§ **TASK DIRECTIONS**:
Word-for-word transcription needed. Include every entry below but no pictures.

(Beginning of SUPPLIED RECORDS)

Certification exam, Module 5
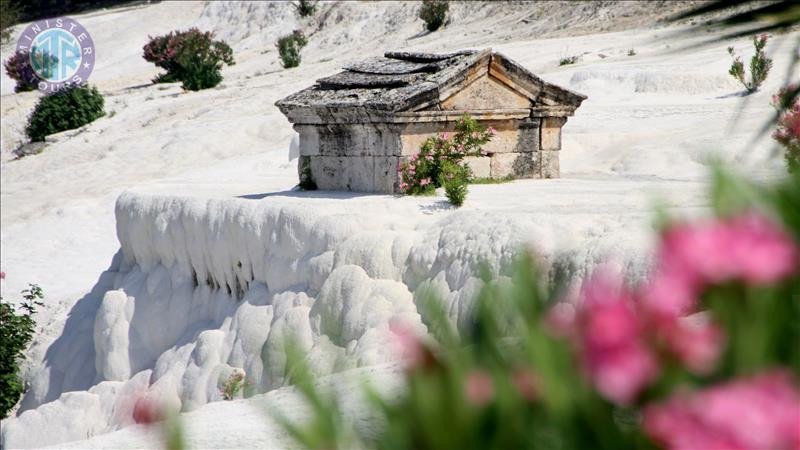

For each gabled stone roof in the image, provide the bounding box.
[276,49,587,122]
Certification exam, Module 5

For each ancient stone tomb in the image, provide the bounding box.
[276,49,586,193]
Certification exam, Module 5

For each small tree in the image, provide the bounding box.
[419,0,449,32]
[276,31,308,69]
[220,370,247,400]
[727,34,772,94]
[143,28,234,90]
[293,0,316,17]
[4,48,58,92]
[0,281,44,419]
[25,84,105,141]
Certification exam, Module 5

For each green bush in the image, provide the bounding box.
[143,28,235,91]
[440,159,470,207]
[727,34,772,94]
[559,55,578,66]
[0,0,20,45]
[0,282,44,419]
[419,0,449,32]
[293,0,316,17]
[277,31,308,69]
[25,84,105,142]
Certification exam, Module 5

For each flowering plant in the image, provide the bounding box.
[142,28,234,90]
[727,34,772,94]
[280,169,800,450]
[3,48,58,92]
[398,114,494,196]
[773,84,800,173]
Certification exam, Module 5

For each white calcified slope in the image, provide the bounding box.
[0,1,796,448]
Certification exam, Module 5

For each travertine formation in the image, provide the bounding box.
[276,49,586,193]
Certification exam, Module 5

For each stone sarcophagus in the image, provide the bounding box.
[276,49,586,193]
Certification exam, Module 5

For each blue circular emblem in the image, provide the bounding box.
[15,17,95,92]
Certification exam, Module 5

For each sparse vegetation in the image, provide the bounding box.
[4,48,58,92]
[773,85,800,173]
[293,0,316,17]
[25,84,105,142]
[0,280,44,419]
[727,34,772,94]
[143,28,235,91]
[559,55,578,66]
[419,0,449,32]
[627,48,636,56]
[470,175,513,185]
[0,0,20,44]
[220,370,247,400]
[277,30,308,69]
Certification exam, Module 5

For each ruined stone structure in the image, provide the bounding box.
[276,49,586,193]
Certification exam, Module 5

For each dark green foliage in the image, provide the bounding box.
[559,55,578,66]
[419,0,449,32]
[143,28,235,91]
[441,159,469,207]
[25,84,104,142]
[0,284,44,419]
[727,35,772,94]
[277,31,308,69]
[0,0,20,44]
[293,0,316,17]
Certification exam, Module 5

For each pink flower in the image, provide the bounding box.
[399,182,409,191]
[512,368,540,402]
[644,371,800,450]
[644,212,798,318]
[420,178,431,186]
[132,396,163,425]
[0,271,5,280]
[657,315,724,375]
[389,320,434,371]
[465,370,494,406]
[488,126,497,135]
[441,132,450,140]
[575,269,660,405]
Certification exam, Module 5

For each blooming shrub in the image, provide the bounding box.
[4,48,58,92]
[419,0,449,32]
[279,169,800,450]
[25,84,105,142]
[398,114,494,202]
[276,30,308,69]
[727,34,772,94]
[143,28,234,90]
[0,280,44,419]
[773,84,800,173]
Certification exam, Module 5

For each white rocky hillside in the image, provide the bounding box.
[0,1,796,448]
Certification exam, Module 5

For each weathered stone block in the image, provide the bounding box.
[491,152,539,178]
[513,119,540,153]
[464,156,491,178]
[374,156,402,193]
[295,125,320,156]
[541,117,566,151]
[310,156,375,192]
[540,150,559,178]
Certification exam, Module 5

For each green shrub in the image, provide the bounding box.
[440,159,470,207]
[419,0,449,32]
[143,28,235,91]
[727,34,772,94]
[25,84,105,142]
[0,0,19,45]
[277,31,308,69]
[220,370,247,400]
[559,55,578,66]
[627,48,636,56]
[293,0,316,17]
[0,282,44,419]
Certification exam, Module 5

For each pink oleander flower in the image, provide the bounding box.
[465,370,494,406]
[489,126,497,135]
[644,371,800,450]
[657,314,724,375]
[426,154,434,161]
[575,269,660,405]
[420,178,432,186]
[389,320,435,371]
[399,182,409,191]
[441,132,450,140]
[512,368,540,402]
[644,212,798,318]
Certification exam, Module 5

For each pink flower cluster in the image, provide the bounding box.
[557,212,798,405]
[644,371,800,450]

(End of SUPPLIED RECORDS)

§ **ANSWER TO THIS TASK**:
Certification exam, Module 5

For each gabled stone roof in the image, provide the bounding box.
[276,49,587,122]
Certification exam, Module 5

For each ancient stone tomb in the image, provide the bounding box.
[276,49,586,193]
Certification exam, Module 5

For each small tree in the image, provide the bounding box.
[419,0,449,32]
[276,31,308,69]
[220,370,247,400]
[727,34,772,94]
[143,28,234,90]
[293,0,316,17]
[4,48,58,92]
[0,281,44,419]
[25,84,105,141]
Certification exam, Module 5

For each green bush in the image, provide the bounding box.
[143,28,235,91]
[440,159,470,207]
[727,34,772,94]
[559,55,578,66]
[0,0,20,45]
[0,282,44,419]
[419,0,449,32]
[293,0,316,17]
[277,31,308,69]
[25,84,105,142]
Certification exam, Module 5

For each flowering plant in the image, provide the bounding box.
[142,28,234,90]
[727,34,772,94]
[280,169,800,450]
[3,48,58,92]
[398,114,494,196]
[773,84,800,173]
Certification exam, Module 5

For each white calcified slope in the image, provide the bounding box.
[0,1,796,448]
Certification exam, Module 5

For each travertine formation in the image, provide the bounding box.
[276,49,586,193]
Certification exam, Module 5

For each stone sarcophagus in the image, provide the bounding box.
[276,49,586,193]
Certification exam, Module 5

For each blue circular emblem in the image, provide the bounding box.
[15,17,95,92]
Certification exam, Module 5

For each sparse vegetation in the image, provide the bounding box.
[4,48,58,92]
[773,85,800,173]
[293,0,316,17]
[25,84,105,142]
[0,280,44,419]
[727,34,772,94]
[143,28,235,91]
[559,55,578,66]
[419,0,449,32]
[627,48,636,56]
[470,175,513,185]
[0,0,20,44]
[220,370,247,400]
[277,30,308,69]
Certification exam, Module 5

For each ruined stone structure in the image, provide the bounding box.
[276,49,586,193]
Certification exam, Module 5

For each dark green foliage in the image, provide the bounding box.
[559,55,578,66]
[419,0,449,32]
[143,28,235,91]
[441,159,469,207]
[25,84,104,142]
[0,284,44,419]
[727,35,772,94]
[277,31,308,69]
[0,0,20,44]
[293,0,316,17]
Certification exam, Module 5

For each pink flower in the image, provide the bounding box.
[399,182,409,191]
[512,368,540,402]
[644,371,800,450]
[644,212,798,318]
[420,178,431,186]
[132,396,163,425]
[0,271,5,280]
[657,315,724,375]
[389,320,434,371]
[465,370,494,406]
[488,126,497,135]
[441,132,450,140]
[575,269,660,405]
Certification exam, Module 5

For each blooming shrub in the image, provide the bounding box.
[4,48,58,92]
[419,0,449,32]
[279,169,800,450]
[25,84,105,142]
[398,114,494,202]
[276,30,308,69]
[727,34,772,94]
[143,28,234,90]
[0,280,44,419]
[773,84,800,173]
Certification exam, Module 5

For each white rocky hillside in the image, provide the bounding box.
[0,1,796,448]
Certification exam, Module 5

For each weathered stone block in the image, provide the bounding box.
[491,152,539,178]
[513,119,540,153]
[464,156,491,178]
[374,156,402,193]
[295,125,320,156]
[541,117,566,151]
[310,156,375,192]
[540,150,559,178]
Certification exam, Module 5

For each green shrub in the image, provide the bounding box.
[440,159,470,207]
[419,0,449,32]
[143,28,235,91]
[727,34,772,94]
[25,84,105,142]
[0,0,19,45]
[277,31,308,69]
[220,370,247,400]
[559,55,578,66]
[627,48,636,56]
[293,0,316,17]
[0,282,44,419]
Certification exam, Module 5

For each pink oleander flower in the image, provide the bounding box.
[465,370,494,406]
[489,126,497,135]
[644,371,800,450]
[657,314,724,375]
[426,154,434,161]
[575,269,660,405]
[420,178,432,186]
[389,320,435,371]
[399,182,409,191]
[441,132,450,140]
[512,368,540,402]
[644,212,798,318]
Certification exam, Module 5

For each pink flower cluster in the image, provide the bounding box.
[557,212,798,405]
[644,371,800,450]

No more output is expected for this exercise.